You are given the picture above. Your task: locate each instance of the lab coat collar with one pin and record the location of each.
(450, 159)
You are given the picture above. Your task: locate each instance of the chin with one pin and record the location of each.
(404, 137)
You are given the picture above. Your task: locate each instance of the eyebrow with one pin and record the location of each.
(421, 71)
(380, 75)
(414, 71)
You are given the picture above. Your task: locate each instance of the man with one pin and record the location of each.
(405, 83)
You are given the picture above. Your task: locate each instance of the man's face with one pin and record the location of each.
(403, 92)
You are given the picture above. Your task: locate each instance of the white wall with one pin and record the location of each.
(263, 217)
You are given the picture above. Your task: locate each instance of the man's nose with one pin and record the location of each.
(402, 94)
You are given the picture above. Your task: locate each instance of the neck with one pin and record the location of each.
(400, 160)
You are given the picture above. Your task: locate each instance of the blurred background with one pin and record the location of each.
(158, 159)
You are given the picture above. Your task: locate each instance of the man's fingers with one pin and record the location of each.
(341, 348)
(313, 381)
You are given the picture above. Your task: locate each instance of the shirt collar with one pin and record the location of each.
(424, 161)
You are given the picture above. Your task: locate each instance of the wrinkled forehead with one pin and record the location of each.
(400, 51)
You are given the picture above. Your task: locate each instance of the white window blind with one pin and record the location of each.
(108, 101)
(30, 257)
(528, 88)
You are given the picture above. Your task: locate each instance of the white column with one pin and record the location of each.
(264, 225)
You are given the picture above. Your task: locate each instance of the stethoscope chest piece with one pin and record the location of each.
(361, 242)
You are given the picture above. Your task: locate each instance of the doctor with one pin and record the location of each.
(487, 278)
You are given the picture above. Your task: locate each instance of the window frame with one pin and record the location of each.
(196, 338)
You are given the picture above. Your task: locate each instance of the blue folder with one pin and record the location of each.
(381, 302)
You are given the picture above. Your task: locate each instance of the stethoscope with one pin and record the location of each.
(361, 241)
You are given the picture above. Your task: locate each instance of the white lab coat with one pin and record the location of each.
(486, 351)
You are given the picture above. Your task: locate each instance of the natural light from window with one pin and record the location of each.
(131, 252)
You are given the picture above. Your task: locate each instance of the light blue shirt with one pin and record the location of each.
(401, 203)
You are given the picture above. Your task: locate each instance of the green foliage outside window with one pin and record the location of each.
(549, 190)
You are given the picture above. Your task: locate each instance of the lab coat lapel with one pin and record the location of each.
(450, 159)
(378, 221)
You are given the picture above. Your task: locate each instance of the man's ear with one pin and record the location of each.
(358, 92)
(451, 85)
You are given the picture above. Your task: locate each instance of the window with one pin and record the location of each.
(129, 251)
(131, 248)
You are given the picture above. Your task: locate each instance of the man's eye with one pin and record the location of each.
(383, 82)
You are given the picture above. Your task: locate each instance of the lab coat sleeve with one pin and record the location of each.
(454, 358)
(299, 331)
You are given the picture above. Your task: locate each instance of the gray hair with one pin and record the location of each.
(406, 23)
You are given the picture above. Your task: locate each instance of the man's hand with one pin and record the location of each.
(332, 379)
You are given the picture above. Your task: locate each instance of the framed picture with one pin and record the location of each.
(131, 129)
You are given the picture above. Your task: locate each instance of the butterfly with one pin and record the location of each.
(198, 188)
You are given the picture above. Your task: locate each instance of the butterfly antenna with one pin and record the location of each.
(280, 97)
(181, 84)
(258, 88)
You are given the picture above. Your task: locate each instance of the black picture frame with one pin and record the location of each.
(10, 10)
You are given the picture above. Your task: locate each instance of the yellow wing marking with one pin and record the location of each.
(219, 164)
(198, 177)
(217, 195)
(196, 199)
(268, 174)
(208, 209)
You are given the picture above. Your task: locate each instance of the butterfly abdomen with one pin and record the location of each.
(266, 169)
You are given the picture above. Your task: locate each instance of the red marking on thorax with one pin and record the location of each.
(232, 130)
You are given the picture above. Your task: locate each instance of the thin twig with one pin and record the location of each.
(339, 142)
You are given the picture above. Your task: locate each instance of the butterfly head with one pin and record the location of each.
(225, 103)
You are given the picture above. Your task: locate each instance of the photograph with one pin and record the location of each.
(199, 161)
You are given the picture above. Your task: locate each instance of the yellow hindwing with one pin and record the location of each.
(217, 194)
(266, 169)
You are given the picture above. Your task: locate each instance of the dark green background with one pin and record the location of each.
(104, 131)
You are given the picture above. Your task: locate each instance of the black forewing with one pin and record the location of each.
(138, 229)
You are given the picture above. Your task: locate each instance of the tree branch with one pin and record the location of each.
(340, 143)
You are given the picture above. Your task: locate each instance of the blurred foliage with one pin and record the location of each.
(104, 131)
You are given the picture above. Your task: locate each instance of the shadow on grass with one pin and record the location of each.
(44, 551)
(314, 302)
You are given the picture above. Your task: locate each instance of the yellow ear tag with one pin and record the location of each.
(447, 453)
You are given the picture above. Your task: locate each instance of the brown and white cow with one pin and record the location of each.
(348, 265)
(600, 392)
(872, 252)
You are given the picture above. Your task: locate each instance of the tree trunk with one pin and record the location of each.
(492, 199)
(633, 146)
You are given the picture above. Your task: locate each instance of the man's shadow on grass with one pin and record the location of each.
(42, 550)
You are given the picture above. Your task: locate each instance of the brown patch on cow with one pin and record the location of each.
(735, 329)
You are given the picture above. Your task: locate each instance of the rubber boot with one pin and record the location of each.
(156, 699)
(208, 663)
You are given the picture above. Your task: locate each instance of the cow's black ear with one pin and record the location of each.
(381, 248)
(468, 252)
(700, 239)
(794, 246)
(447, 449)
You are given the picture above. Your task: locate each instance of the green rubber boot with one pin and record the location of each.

========

Task directions: Each line of the listing is to be output verbatim.

Answer to the problem:
You are given the picture above. Your task: locate each instance of the lab coat collar with one pin and record the location of each.
(450, 159)
You are given the picture above. Your task: locate each instance of the chin with one pin and record the location of each.
(404, 137)
You are given the picture above. Your task: locate each instance of the eyebrow with one pin and record the location of each.
(421, 71)
(380, 75)
(414, 71)
You are given the picture above. Your task: locate each instance of the man with one pin and record the location of each.
(405, 83)
You are given the picture above. Your task: locate each instance of the man's face with one pin and record the location of each.
(403, 92)
You are given the picture above. Your task: locate each instance of the white wall with one pin and record the location of each.
(263, 217)
You are given the picture above. Your task: locate each instance of the man's nose with one pin and record the location of each.
(402, 94)
You are given the picture above. Your task: locate each instance of the neck with one pin and record the location of each.
(400, 160)
You are given the picture above. Your task: locate each instance of the blurred background with one pin and record the location of each.
(158, 159)
You are given the picture above. Your task: locate each instance of the man's fingers with one pin and record the location of each.
(341, 348)
(313, 381)
You are given the picture above. Your task: locate each instance of the shirt collar with one pin and record the location of each.
(424, 161)
You are given the picture above. Your task: locate each instance of the wrinkled forehead with one pin and record the location of each.
(400, 51)
You are given the picture above. Your task: locate each instance of the white window blind with one pin and record the location of each.
(108, 101)
(30, 257)
(528, 88)
You are given the picture above. Your task: locate each instance of the white column with one pin and record the location of each.
(264, 225)
You are given the picture above. Your task: locate each instance of the stethoscope chest piece with one pin and record the location of each.
(361, 242)
You are given the picture above. Your task: locate each instance of the doctor with one pin and record the location of each.
(487, 278)
You are given the picture above. Your task: locate each instance of the window frame with one pin and record the location of each.
(196, 338)
You are given the picture above. Your task: locate each instance of the blue folder with one pin and record the location of each.
(381, 302)
You are given the picture above. Your task: locate each instance of the stethoscope with one pin and record the location of each.
(361, 241)
You are given the picture above. Your task: locate each instance of the white lab coat with one pin and record the location of each.
(486, 351)
You are given the picture above. Your task: locate each instance of the natural light from window with one pin and record the location of each.
(131, 252)
You are given the picture above. Your task: locate each instance of the light blue shirt with one pin and record the location of each.
(401, 203)
You are given the picture above. Your task: locate each instance of the green foliage outside window with one pin and record the location of each.
(549, 190)
You are given the picture above. Your task: locate each instance of the lab coat lapel with one pin and record the location of each.
(450, 159)
(378, 221)
You are given the picture above. Your task: locate each instance of the man's ear with one pin and record the location of each.
(358, 92)
(451, 85)
You are given the picture above. Your task: locate each instance of the window with one pin and record the location of each.
(129, 251)
(131, 248)
You are given the picture above. Your task: locate each instance of the man's eye with one pin and record the location of each.
(383, 82)
You are given the picture above. Your task: locate each instance of the lab coat sleeve with one pin and record the location of each.
(454, 358)
(299, 331)
You are given the picture above. Your task: locate each instance of the gray hair with one pin and record the location of each.
(406, 23)
You are given the picture above. Your task: locate each instance of the man's hand with one pin and record the location of each.
(332, 379)
You are given the picture above. Your task: locate each instance of the framed picture with one pin and record the location of each.
(131, 129)
You are given the picture above. Your task: locate each instance of the butterfly with one pin and record the location of each.
(198, 188)
You are given the picture above. Your task: locate each instance of the butterfly antenna with one pin and record the location of each.
(280, 97)
(181, 84)
(258, 88)
You are given the picture above. Your task: locate each instance of the black picture frame with one pin and record the location of each.
(10, 10)
You are given the picture above. Your task: locate each instance of the yellow wing marking with one pin and record the location of each.
(219, 164)
(198, 177)
(217, 195)
(196, 199)
(268, 174)
(208, 209)
You are given the picture above. Your task: locate each instance of the butterfly abdomen with one pin and record the location of each.
(266, 169)
You are given the picture above. Your task: locate each instance of the red marking on thorax with one pin and record the location of each.
(232, 130)
You are given the picture above. Your task: locate each instance of the thin twig with one pin and record the location of each.
(339, 142)
You are given the picture above. Your task: locate each instance of the butterfly head with one pin and record the location of each.
(225, 103)
You are given the picture above. Your task: locate each instance of the photograph with one pin and record the location of each.
(199, 161)
You are given the picture above. Your task: locate each instance of the yellow hindwing with one pin and record the location of each.
(217, 194)
(266, 169)
You are given the picture above. Your task: locate each instance of the dark green background with one pin and record the location of each.
(104, 131)
You are given the picture above. Your task: locate each instance of the black forewing with one pin and record the location of each.
(138, 229)
You are given the picture above. Your task: locate each instance of the tree branch with one pin and record the location of each.
(340, 143)
You are given the picture above. Your task: locate each instance of the blurred foliage with one pin and record the location of each.
(104, 131)
You are given the picture above. Your task: locate each instance of the shadow on grass with one pin and record the location of each.
(44, 551)
(314, 302)
You are given the picture above. Your task: locate each instance of the yellow ear tag with one pin and record the location of each.
(447, 453)
You are given the picture above. Your task: locate each instance of the brown and white cow with one pin and record the location of each.
(348, 265)
(600, 392)
(872, 252)
You are given the picture above. Your task: locate each instance of the tree trunk with one pin and record the location of each.
(492, 199)
(633, 146)
You are given the picture above. Your task: locate each instance of the man's shadow on grass with one pin and record the location of each.
(42, 550)
You are given the picture above. Your task: locate each instance of the brown patch on cow with one pin and record the location of each.
(735, 329)
You are given the picture above. Your task: locate each instance of the rubber boot with one pin and record the location of each.
(156, 699)
(208, 663)
You are given the picture above. Your task: locate each instance of the cow's black ear with one pin and record the location of each.
(381, 248)
(468, 252)
(700, 239)
(794, 246)
(447, 449)
You are given the picture above. Your task: locate each instance of the green rubber boot with one pin and record the location of each.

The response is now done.